***** Source information

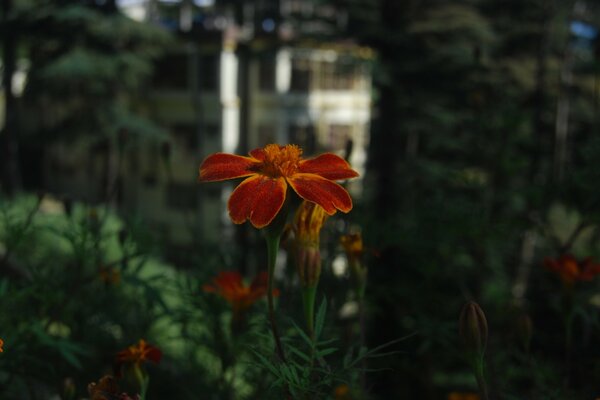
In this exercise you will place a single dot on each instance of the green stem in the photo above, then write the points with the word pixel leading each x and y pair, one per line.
pixel 479 376
pixel 308 300
pixel 272 248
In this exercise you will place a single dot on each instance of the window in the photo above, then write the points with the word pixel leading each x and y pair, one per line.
pixel 266 135
pixel 337 75
pixel 209 72
pixel 300 76
pixel 303 136
pixel 266 73
pixel 182 196
pixel 338 137
pixel 171 72
pixel 186 135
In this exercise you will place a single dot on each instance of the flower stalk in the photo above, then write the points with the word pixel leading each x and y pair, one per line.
pixel 473 330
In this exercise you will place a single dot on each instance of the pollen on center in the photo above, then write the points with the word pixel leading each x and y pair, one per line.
pixel 281 161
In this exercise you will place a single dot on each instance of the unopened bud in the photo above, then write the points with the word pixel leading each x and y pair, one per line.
pixel 308 222
pixel 122 236
pixel 524 330
pixel 473 328
pixel 165 150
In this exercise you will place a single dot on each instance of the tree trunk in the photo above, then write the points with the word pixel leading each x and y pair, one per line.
pixel 9 150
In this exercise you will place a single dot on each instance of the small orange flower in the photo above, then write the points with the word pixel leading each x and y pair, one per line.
pixel 139 353
pixel 570 270
pixel 463 396
pixel 230 286
pixel 268 171
pixel 107 389
pixel 353 245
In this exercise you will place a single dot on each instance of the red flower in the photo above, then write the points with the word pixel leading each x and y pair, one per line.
pixel 139 353
pixel 268 172
pixel 571 270
pixel 230 286
pixel 107 389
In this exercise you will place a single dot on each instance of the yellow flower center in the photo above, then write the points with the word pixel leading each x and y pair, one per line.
pixel 281 161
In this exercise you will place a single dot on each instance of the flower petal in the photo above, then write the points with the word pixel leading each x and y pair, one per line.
pixel 222 166
pixel 258 198
pixel 328 166
pixel 259 154
pixel 324 192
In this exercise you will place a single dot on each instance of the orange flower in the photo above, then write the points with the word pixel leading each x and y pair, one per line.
pixel 107 389
pixel 268 171
pixel 463 396
pixel 570 270
pixel 353 245
pixel 139 353
pixel 230 286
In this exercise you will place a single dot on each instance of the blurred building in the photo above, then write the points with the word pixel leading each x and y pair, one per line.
pixel 244 74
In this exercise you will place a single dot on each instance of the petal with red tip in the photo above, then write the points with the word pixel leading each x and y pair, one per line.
pixel 328 166
pixel 324 192
pixel 259 199
pixel 259 154
pixel 222 166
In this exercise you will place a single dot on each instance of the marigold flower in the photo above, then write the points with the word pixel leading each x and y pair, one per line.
pixel 139 353
pixel 463 396
pixel 268 171
pixel 353 245
pixel 308 222
pixel 570 270
pixel 230 286
pixel 107 389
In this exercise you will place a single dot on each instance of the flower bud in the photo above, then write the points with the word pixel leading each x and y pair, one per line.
pixel 524 330
pixel 308 222
pixel 473 328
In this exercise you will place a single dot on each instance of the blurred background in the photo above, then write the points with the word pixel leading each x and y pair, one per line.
pixel 475 127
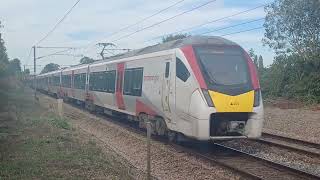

**********

Problem requirements:
Word for word, restate all of the material above except its pictures.

Answer section:
In this exercise you will place a single dot on each instance of the green stem in the photo above, then write the points with the word pixel leading each x and y pair, one per line.
pixel 479 376
pixel 308 300
pixel 272 248
In this exercise you will place a single dot on each instance of the window in the photo above, then write the points with the word pixel leading each x and y pair, one per line.
pixel 266 135
pixel 337 75
pixel 209 72
pixel 300 76
pixel 303 136
pixel 266 73
pixel 182 196
pixel 338 137
pixel 171 72
pixel 186 135
In this exercise you will place a single dot on each instance of the flower stalk in the photo above, then write the points with the word pixel leading each x and y pair, one per line.
pixel 473 330
In this exercise you will place a single dot on each instance of the pollen on center in the photo above, then write the points with the word pixel leading each x and y pair, one per line.
pixel 281 161
In this exercise you will place a single dot on each instance of the unopened bud in the photo above, then write the points with the word pixel leading each x and y pair, one per line.
pixel 308 222
pixel 122 236
pixel 524 330
pixel 473 328
pixel 165 150
In this exercise you will place a single dot on each instance of the tree trunk in the photo above, then write the points with the word pixel leading each x and y pair, one per line.
pixel 9 150
In this exercise you will place a single dot on each instance of the small orange flower in the photo above, then write the points with the word pixel leading each x and y pair, one per line.
pixel 139 353
pixel 570 270
pixel 463 396
pixel 230 286
pixel 268 171
pixel 107 389
pixel 353 245
In this exercise you will place a single dot on each instance of the red flower in the photo above, then write the points with the word pixel leading each x and y pair, one per line.
pixel 139 353
pixel 268 172
pixel 571 270
pixel 230 286
pixel 107 389
In this exercise you will place a single dot on each instance of the yellow flower center in the photo above, then write the points with the word pixel leading each x and y pair, one per line.
pixel 281 161
In this exercise you will place a single dot on each instance of the flower petal in the photo above, then write the points with the word pixel leading each x and y pair, one per line.
pixel 222 166
pixel 258 198
pixel 328 166
pixel 259 154
pixel 324 192
In this exercise you will place a single dot on each instance of the orange flower in the photo above, then write the points with the word pixel leading each x and y pair, one per line.
pixel 107 389
pixel 268 171
pixel 463 396
pixel 570 270
pixel 353 245
pixel 139 353
pixel 230 286
In this exercise you will place a single dot on each instance of the blurred building in the photo above, then write the points with the word pixel leading each x and y pair, one per line.
pixel 244 74
In this exercise you will place a single dot on each instance of the petal with red tip in the photo above, then write the points with the word pixel leading each x and y pair, one per line.
pixel 328 166
pixel 324 192
pixel 259 199
pixel 259 154
pixel 222 166
In this exercise you will place a single dot on each instance of the marigold flower in the photo above, then write the points with the word pixel leading each x and y pair, one per line.
pixel 139 353
pixel 463 396
pixel 268 171
pixel 353 245
pixel 308 222
pixel 570 270
pixel 230 286
pixel 107 389
In this exercise you will place a single dot on each instance of the flower bud in the photo above, then write the points with the word pixel leading each x and y pair, one per line.
pixel 524 330
pixel 308 222
pixel 473 328
In this exercise you will place a single dot on each instance of the blurred background in the photo above, then write the points with the word pixel leading each x and y pair, one per line.
pixel 475 127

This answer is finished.